Goal: Render the following material again verbatim, leaving nothing out.

Stored records:
▼

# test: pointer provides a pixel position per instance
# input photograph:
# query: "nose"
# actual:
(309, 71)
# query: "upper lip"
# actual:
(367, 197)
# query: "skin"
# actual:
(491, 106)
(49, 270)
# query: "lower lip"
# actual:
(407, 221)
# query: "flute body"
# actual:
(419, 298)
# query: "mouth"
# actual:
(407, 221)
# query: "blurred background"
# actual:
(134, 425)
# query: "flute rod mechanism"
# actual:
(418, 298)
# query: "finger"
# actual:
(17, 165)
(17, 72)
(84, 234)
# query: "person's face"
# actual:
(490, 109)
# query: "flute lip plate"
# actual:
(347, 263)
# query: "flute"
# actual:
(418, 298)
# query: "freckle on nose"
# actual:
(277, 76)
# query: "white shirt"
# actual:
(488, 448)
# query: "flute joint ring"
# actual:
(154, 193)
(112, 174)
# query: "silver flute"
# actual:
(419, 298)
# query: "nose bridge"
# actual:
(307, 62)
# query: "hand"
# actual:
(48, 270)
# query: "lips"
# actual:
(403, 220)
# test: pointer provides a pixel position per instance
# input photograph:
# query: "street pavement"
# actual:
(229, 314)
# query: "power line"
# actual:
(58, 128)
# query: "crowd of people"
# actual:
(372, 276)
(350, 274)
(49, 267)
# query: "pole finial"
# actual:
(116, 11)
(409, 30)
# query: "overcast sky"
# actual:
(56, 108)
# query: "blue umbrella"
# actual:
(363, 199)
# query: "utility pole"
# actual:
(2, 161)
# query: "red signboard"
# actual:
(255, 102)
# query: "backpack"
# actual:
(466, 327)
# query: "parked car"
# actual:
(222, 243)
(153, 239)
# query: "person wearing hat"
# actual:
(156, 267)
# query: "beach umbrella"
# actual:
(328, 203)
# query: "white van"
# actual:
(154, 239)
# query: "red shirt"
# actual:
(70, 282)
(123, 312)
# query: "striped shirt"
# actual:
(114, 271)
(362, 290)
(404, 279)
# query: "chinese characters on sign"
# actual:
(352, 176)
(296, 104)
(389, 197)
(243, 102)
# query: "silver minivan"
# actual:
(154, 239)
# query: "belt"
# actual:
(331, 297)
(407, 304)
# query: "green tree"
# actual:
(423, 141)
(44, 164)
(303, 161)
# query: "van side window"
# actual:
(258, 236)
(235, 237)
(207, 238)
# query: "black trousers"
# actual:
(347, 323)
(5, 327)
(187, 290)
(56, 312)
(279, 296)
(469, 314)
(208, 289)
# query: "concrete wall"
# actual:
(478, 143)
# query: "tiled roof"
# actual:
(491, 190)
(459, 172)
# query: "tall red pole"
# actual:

▲

Expected answer:
# test: pointer provides a pixel position per instance
# input photograph:
# query: "nose"
# actual:
(309, 71)
# query: "upper lip"
# actual:
(367, 197)
# query: "skin"
# actual:
(491, 106)
(49, 270)
# query: "lower lip"
# actual:
(407, 221)
# query: "flute body"
# actual:
(419, 298)
# query: "mouth"
# actual:
(407, 221)
# query: "blurred background"
# actual:
(134, 425)
# query: "flute rod mechanism"
# actual:
(418, 298)
# query: "finger"
# actual:
(17, 165)
(17, 72)
(84, 234)
# query: "person's face"
# actual:
(490, 109)
# query: "flute lip plate"
# actual:
(347, 263)
# query: "flute"
# actual:
(418, 298)
# query: "freckle on nose"
# actual:
(277, 76)
# query: "white shirt"
# actual:
(488, 448)
# query: "flute joint ring"
# actual:
(154, 193)
(112, 174)
# query: "silver flute"
# actual:
(419, 298)
# query: "nose bridge"
# actual:
(307, 62)
# query: "hand"
# actual:
(48, 270)
# query: "lips"
# actual:
(403, 220)
# test: pointer provides a pixel position per instance
# input photograph:
# query: "street pavement"
# actual:
(229, 314)
# query: "power line"
# actual:
(58, 128)
# query: "crowd of people"
# actual:
(372, 276)
(350, 274)
(49, 267)
# query: "pole finial"
# actual:
(116, 11)
(409, 30)
# query: "overcast sky"
# actual:
(56, 108)
# query: "blue umbrella"
# actual:
(363, 199)
# query: "utility pole"
# actual:
(2, 161)
# query: "red signboard"
# actual:
(255, 102)
# query: "backpack"
# actual:
(466, 327)
# query: "parked car"
# actual:
(222, 243)
(153, 239)
# query: "person wearing hat"
# actual:
(156, 267)
# query: "beach umbrella"
# actual:
(328, 203)
# query: "white van"
# actual:
(154, 239)
# query: "red shirt"
# actual:
(70, 282)
(123, 312)
# query: "striped shirt"
# actual:
(114, 271)
(362, 290)
(404, 279)
# query: "chinese characters on sign"
# actual:
(352, 176)
(296, 104)
(389, 197)
(243, 102)
# query: "silver minivan"
# actual:
(154, 239)
# query: "belt"
# actual:
(331, 297)
(407, 304)
# query: "green tree"
# actual:
(423, 141)
(44, 164)
(303, 161)
# query: "van side window"
# actual:
(258, 236)
(235, 237)
(207, 238)
# query: "black trousers"
# actual:
(347, 323)
(5, 327)
(187, 290)
(56, 312)
(279, 296)
(469, 314)
(208, 289)
# query: "concrete wall"
# actual:
(478, 143)
# query: "tiled roof"
# actual:
(491, 190)
(459, 172)
# query: "tall red pole"
# actual:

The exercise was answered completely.